### [Given instruction]
Please write out the rows from the line containing "written like (366,252)." through the end of the rows, inclusive, and give only those. Scale every answer coordinate by 0.4 and round to whole numbers with halves going up, but keep the requests and their format samples unchanged.

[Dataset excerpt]
[BEGIN]

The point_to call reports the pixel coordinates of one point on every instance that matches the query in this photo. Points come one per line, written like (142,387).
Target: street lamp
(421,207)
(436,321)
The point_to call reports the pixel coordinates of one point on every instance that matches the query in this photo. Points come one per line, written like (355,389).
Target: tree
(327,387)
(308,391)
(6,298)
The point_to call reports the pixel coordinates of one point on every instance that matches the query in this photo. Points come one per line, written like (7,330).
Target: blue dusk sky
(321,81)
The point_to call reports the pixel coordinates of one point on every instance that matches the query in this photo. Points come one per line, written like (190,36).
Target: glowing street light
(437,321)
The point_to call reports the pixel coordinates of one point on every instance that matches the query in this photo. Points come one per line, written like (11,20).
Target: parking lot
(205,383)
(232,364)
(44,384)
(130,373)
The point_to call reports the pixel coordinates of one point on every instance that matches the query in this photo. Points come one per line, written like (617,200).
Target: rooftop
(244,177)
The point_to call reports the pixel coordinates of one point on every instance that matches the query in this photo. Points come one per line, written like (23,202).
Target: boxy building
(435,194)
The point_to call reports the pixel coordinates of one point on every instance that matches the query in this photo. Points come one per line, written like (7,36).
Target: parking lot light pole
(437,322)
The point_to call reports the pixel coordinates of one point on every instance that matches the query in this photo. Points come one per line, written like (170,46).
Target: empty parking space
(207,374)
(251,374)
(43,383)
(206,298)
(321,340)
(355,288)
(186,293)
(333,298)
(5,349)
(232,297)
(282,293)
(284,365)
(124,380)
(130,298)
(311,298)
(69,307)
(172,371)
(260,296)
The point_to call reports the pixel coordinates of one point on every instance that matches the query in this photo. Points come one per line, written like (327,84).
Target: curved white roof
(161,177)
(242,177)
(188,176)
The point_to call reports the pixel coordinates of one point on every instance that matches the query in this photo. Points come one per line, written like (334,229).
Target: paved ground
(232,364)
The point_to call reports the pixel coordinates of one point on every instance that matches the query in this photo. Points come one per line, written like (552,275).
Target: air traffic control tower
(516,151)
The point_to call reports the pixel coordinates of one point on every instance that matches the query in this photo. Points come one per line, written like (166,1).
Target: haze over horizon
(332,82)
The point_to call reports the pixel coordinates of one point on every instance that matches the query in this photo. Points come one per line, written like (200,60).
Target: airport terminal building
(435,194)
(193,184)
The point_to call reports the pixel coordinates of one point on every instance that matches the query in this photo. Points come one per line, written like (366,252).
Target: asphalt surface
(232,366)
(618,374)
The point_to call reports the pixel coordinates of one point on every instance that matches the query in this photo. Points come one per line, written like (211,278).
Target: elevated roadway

[END]

### [Exercise response]
The point_to call reports the pixel coordinates of one point on every instance that matches the query in this photo. Points come one per line, written like (366,252).
Target: asphalt surface
(93,146)
(247,150)
The point_to call reports the pixel coordinates of one point on every instance that matches the query in this photo. Points come one per line, written like (211,278).
Target: elevated roadway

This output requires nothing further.